**PROBLEMS TO WORK ON:**
1. Reproduce the passage of the Department of Finance funding statement that begins at the words "The business of" and ends after the words "the EU Presidency.", copying it without any change.
2. Carry on the Department of Finance funding statement from the point where it stops.

**DOCUMENT SECTION:**

○ ○ ○ ○ ○

The business of the committee today relates to the funding allocation sought for the Department of Finance group of Votes. For 2014 this totals €358 million and compares with a 2013 Vote group total of €362 million. Of this, some €31 million relates to Vote 7, which provides for the administrative and non-administrative costs of the Department of Finance, a reduction of €2 million compared with 2013. This arises largely because 2013 contained once-off costs relating to the EU Presidency.

Almost 60% or €19.2 million of the gross Estimate for my Department is provided to cover salaries and allowances, with a further €4 million to cover facilities and non-pay administrative costs. A large portion of this relates to over 70 of the total complement of staff who work in shared services, that is, payroll, pension, banking and financial management services to other Departments. We expect to see these costs reduce in the coming years as these services transition to the shared services Vote. My Department has utilised economies of scale in these areas, delivered significant savings to date and worked within a prudent budget in 2013.

○ ○ ○ ○ ○

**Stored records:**
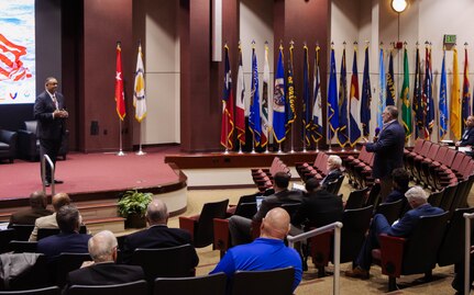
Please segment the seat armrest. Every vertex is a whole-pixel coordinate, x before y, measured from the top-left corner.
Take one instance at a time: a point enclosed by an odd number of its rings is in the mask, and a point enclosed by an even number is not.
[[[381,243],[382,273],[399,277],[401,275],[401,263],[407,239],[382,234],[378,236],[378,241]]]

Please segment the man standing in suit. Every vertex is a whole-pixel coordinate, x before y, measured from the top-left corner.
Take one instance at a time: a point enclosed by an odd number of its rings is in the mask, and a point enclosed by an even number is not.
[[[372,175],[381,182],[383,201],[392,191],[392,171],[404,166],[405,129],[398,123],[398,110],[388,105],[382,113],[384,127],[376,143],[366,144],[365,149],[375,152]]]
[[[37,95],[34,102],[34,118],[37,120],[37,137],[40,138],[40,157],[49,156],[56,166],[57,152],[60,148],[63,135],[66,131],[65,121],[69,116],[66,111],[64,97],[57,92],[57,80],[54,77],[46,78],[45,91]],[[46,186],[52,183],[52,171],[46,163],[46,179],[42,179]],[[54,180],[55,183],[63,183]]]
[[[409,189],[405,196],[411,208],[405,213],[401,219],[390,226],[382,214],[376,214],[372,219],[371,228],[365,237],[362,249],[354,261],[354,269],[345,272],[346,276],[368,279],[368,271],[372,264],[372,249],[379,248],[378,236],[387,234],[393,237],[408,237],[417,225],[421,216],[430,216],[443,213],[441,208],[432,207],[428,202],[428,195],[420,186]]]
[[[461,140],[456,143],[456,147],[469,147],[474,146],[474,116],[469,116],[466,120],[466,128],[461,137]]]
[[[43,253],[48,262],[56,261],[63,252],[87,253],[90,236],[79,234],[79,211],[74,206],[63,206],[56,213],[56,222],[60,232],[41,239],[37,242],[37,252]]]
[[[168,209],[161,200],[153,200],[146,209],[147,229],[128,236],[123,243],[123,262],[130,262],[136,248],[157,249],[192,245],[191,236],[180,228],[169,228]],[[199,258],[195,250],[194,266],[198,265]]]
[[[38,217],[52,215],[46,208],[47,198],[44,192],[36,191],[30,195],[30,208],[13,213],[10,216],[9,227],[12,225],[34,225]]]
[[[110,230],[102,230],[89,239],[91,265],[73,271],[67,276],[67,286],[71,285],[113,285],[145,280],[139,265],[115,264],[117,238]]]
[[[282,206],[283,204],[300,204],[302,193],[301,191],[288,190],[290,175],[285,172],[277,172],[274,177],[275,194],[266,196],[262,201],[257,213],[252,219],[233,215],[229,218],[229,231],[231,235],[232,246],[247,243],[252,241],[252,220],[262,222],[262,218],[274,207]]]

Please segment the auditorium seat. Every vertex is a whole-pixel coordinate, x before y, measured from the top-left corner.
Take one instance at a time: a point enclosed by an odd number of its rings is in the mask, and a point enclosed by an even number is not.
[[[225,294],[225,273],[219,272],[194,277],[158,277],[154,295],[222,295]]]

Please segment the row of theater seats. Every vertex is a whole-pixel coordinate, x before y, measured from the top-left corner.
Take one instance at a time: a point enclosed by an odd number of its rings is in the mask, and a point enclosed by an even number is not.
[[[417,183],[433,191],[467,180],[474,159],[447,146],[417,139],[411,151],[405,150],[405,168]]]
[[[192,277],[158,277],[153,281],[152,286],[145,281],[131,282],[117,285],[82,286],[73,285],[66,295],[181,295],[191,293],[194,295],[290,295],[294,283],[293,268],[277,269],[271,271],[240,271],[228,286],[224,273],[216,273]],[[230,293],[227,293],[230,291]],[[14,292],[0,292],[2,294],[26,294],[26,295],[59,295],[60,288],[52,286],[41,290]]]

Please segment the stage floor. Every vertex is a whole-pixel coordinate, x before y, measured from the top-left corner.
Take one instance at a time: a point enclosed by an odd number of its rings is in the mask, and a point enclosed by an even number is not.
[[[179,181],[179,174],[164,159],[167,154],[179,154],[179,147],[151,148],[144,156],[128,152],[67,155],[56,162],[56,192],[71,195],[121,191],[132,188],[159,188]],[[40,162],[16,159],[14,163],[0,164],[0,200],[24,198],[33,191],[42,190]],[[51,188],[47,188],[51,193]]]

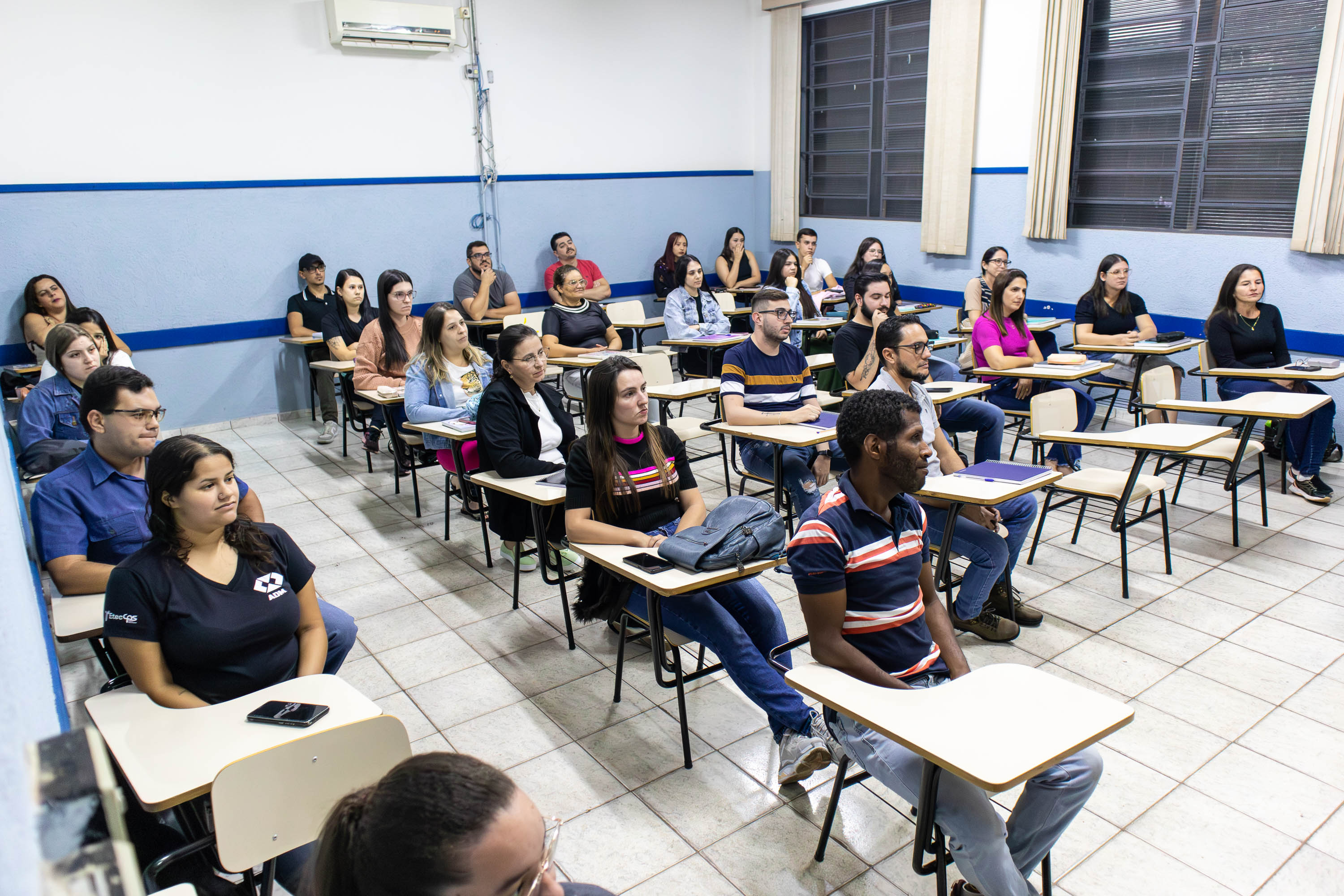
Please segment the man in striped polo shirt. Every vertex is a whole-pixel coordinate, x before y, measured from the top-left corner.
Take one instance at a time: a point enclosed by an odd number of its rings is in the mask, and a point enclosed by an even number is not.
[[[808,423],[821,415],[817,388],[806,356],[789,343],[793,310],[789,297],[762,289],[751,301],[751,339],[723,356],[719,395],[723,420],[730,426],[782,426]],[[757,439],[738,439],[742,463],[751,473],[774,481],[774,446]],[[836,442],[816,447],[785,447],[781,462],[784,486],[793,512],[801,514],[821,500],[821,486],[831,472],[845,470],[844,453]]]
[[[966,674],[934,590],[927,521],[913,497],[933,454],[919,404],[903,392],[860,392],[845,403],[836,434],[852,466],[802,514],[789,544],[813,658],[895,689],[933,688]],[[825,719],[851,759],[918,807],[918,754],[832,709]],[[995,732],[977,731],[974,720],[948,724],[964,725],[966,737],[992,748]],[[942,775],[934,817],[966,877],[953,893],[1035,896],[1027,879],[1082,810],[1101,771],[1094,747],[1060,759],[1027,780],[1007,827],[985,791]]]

○ ○ ○ ○ ○

**RESULTS BY TASK:**
1.
The business of the committee today relates to the funding allocation sought for the Department of Finance group of Votes. For 2014 this totals €358 million and compares with a 2013 Vote group total of €362 million. Of this, some €31 million relates to Vote 7, which provides for the administrative and non-administrative costs of the Department of Finance, a reduction of €2 million compared with 2013. This arises largely because 2013 contained once-off costs relating to the EU Presidency.

2.
The remainder of the gross Estimate is provided to enable the Department to widen its engagements at an international level, to be proactive in addressing policy issues and to secure a robust banking system and economic climate. The focus will be on providing support and expertise to continue the policy of promoting domestic lending, analysis of the property market and developments within the international financial services sector, a review of which is taking place that the Department has been asked to lead.

Vote 8, the budget of the Office of the Comptroller and Auditor General, is applied towards a single programme with the following outputs: auditing the financial statements of public bodies and issuing audit opinions; control of issues from the Central Fund; and examining and reporting on financial management arrangements in public bodies and the value for money of public services. The committee will be aware that the Comptroller and Auditor General also assists the Committee of Public Accounts in it scrutiny of the public finances.

Vote 9, Office of the Revenue Commissioners, has requested a budget allocation of €320 million, a reduction of 2% compared with the 2013 allocation of €323 million. The year 2013 saw the successful implementation of the local property tax, the largest self-assessment system in Ireland to date. The 2013 LPT compliance rate currently stands at 91%, with €242 million collected in respect of 2013 and €76 million collected in respect of 2014.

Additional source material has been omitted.